*PROBLEM DESCRIPTION*
Output every entry exactly as written.

*PROVIDED RECORDS*
◇ ◇ ◇ ◇ ◇ ◇ ◇
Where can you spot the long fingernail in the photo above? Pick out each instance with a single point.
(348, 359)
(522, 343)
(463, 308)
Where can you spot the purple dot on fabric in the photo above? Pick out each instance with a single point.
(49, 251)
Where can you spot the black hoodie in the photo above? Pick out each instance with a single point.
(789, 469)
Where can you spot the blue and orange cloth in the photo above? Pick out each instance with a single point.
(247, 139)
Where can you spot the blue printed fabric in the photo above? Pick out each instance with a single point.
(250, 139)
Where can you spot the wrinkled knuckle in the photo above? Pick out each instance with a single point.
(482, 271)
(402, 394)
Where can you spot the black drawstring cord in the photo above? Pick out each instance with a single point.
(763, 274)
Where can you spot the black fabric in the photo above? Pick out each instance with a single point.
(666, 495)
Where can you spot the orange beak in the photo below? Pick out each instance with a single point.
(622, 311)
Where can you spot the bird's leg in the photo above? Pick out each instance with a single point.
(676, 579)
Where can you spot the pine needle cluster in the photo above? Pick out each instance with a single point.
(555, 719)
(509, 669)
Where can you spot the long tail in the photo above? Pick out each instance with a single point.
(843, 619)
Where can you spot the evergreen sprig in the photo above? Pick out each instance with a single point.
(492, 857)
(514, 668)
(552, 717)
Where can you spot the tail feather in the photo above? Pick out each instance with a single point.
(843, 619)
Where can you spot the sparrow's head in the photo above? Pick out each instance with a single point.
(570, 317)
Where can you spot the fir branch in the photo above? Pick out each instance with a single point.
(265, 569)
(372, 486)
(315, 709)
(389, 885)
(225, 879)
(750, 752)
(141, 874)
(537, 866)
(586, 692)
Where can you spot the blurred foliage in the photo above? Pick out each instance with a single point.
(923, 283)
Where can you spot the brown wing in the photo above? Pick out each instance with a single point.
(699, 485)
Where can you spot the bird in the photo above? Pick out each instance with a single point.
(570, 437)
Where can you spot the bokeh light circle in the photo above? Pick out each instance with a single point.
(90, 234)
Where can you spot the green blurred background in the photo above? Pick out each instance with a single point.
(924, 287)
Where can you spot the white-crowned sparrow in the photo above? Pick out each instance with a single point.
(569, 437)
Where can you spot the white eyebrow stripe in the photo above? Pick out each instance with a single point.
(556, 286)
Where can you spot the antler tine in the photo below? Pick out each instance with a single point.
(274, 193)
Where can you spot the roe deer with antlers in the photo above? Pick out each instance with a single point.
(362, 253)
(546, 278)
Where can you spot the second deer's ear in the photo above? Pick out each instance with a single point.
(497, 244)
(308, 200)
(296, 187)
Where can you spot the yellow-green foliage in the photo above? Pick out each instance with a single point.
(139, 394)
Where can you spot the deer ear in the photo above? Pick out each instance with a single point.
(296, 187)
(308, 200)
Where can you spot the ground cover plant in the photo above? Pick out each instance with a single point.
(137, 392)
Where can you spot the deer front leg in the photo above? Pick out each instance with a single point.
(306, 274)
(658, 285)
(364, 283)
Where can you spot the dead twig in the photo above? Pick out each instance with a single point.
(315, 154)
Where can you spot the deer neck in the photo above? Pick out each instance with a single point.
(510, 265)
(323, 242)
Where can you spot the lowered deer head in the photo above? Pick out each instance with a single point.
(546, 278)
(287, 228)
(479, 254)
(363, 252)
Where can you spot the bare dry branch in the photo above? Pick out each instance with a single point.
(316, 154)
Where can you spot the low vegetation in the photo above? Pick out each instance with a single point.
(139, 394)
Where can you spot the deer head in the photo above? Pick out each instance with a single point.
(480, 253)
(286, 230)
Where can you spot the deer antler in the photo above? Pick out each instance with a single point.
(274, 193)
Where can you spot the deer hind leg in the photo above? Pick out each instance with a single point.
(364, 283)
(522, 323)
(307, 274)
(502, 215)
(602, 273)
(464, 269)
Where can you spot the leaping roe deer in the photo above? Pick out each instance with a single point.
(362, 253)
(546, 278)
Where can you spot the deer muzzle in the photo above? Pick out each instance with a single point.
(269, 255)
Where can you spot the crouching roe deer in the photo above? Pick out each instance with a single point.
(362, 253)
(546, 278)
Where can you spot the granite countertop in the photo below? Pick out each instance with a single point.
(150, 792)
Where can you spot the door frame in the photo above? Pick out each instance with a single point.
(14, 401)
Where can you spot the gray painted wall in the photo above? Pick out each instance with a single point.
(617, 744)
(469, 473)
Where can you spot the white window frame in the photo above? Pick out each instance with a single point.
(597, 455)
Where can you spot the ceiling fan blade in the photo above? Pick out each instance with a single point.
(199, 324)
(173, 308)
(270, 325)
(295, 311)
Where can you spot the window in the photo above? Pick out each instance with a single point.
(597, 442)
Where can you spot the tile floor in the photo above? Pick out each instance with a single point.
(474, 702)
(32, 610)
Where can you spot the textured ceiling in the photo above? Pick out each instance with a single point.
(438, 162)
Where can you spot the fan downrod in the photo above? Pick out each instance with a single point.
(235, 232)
◇ ◇ ◇ ◇ ◇ ◇ ◇
*ANSWER TO THE TASK*
Where can you spot the long fingernail in the photo above? Pick out each instance with a single point.
(348, 359)
(522, 343)
(463, 308)
Where can you spot the purple dot on fabric in the photo above? Pick out each instance with a single point.
(49, 251)
Where can you spot the black hoodie in the photo above? Pick out each instance with a single point.
(789, 469)
Where can you spot the blue and orange cloth in the photo above? Pick out each instance with a single point.
(247, 139)
Where can you spot the blue printed fabric in the photo above? Pick out each instance with a single point.
(250, 139)
Where can you spot the wrinkled knuckle in the photo above? Pick out each instance with a single point.
(482, 271)
(402, 394)
Where can you spot the black drawstring cord in the photo above? Pick out each instance with a single point.
(763, 274)
Where can you spot the black fabric in the photo above? Pick out each instance with a single point.
(666, 495)
Where can you spot the orange beak in the photo below? Pick out each instance with a single point.
(622, 311)
Where can you spot the bird's leg in the photo above? Pick out each instance with a single point.
(676, 579)
Where can you spot the pine needle cluster in the photo above? Pick out each instance with a single point.
(555, 719)
(509, 669)
Where can you spot the long tail in the photo above? Pick out each instance with a single point.
(843, 619)
Where can you spot the evergreen sprig in the photo above? Pick out each instance with a single point.
(492, 857)
(514, 668)
(552, 717)
Where can you spot the tail feather in the photo above? Pick out each instance with a single point.
(843, 619)
Where can you spot the sparrow's head in the photo above? Pick out each instance with a single point.
(570, 317)
Where can you spot the fir branch in the photo above? Pick out each instance with a single point.
(265, 569)
(372, 486)
(315, 709)
(389, 885)
(225, 879)
(750, 752)
(141, 874)
(537, 866)
(586, 692)
Where can you spot the blurred foliage in the photo above? Pick out each instance with a single point.
(923, 283)
Where can you spot the brown wing in the photo above? Pick out each instance with a single point.
(699, 485)
Where can you spot the bird in the photo above? Pick out each instance with a single point.
(570, 437)
Where can you spot the bokeh light circle in the photo above? Pick out each instance with a single point.
(90, 234)
Where can you spot the green blurred background in the photo above? Pick out each instance with a single point.
(924, 287)
Where can you spot the white-crowned sparrow in the photo above? Pick out each instance with a single point.
(569, 437)
Where can you spot the white eyebrow stripe in the photo above? Pick out each instance with a single point.
(556, 286)
Where can you spot the antler tine in the photo below? Pick out each instance with a single point.
(274, 193)
Where can you spot the roe deer with antlers in the photo above? Pick out each instance with a single point.
(362, 253)
(546, 278)
Where can you spot the second deer's ear in the photo above? Pick out each instance with a single point.
(497, 244)
(308, 200)
(296, 187)
Where can you spot the yellow-green foliage in the photo above? Pick out each instance with a single point.
(139, 394)
Where can you spot the deer ear in the photo above? Pick out each instance with a single point.
(296, 187)
(308, 200)
Where can you spot the ground cover plant in the photo above? Pick out each instance with a single point.
(137, 392)
Where can you spot the deer front leg in the photo above? Pick out each instance with a single point.
(306, 274)
(658, 285)
(364, 283)
Where can you spot the dead twig in the photo above? Pick out each instance with a single point.
(315, 154)
Where can you spot the deer neck in the photo above? Pick out each instance with a single point.
(510, 265)
(323, 242)
Where can you spot the lowered deer head in the photo above? Pick out each instance with a single point.
(546, 278)
(287, 228)
(479, 254)
(363, 252)
Where can you spot the bare dry branch in the photo above? Pick out each instance with a single point.
(316, 154)
Where can you spot the low vegetation in the photo above? Pick out each instance with a single point.
(139, 394)
Where can you spot the deer head in the photo above? Pick out each instance with a single point.
(480, 253)
(286, 230)
Where can you spot the deer antler in the photo above? Pick out each instance with a single point.
(274, 193)
Where can you spot the deer hind leg in the photo above? Pick out each instance with a single point.
(364, 283)
(522, 323)
(307, 274)
(502, 215)
(602, 273)
(464, 269)
Where can you spot the leaping roe deer in the photo above? Pick out each instance with a single point.
(362, 253)
(546, 278)
Where can you spot the deer muzzle in the photo above? Pick out each instance with a single point.
(269, 255)
Where can you spot the crouching roe deer in the photo above? Pick out each instance with a single point.
(362, 253)
(546, 278)
Where can you spot the granite countertop in the photo below? Pick out each instance with a single point.
(150, 792)
Where can you spot the door frame in the photo above? Pick out each instance with a single point.
(14, 401)
Where can you spot the gray painted wall in the photo above? Pick out each instance with a single point.
(617, 744)
(469, 473)
Where can you spot the white window frame in the photo above? Pick out each instance with a single point.
(597, 455)
Where can you spot the ceiling fan blade in the photo above? Pick out each instance with a single point.
(199, 324)
(173, 308)
(270, 325)
(295, 311)
Where can you spot the window in the photo above? Pick out each instance with a single point.
(597, 442)
Where can you spot the tile floor in the photo above? Pick out each instance with a single point.
(474, 702)
(32, 610)
Where can you spot the textured ceiling in the photo above? Pick out each instance with a single point.
(438, 162)
Where can you spot the fan downrod in the photo above? Pick out each instance with a single point.
(235, 232)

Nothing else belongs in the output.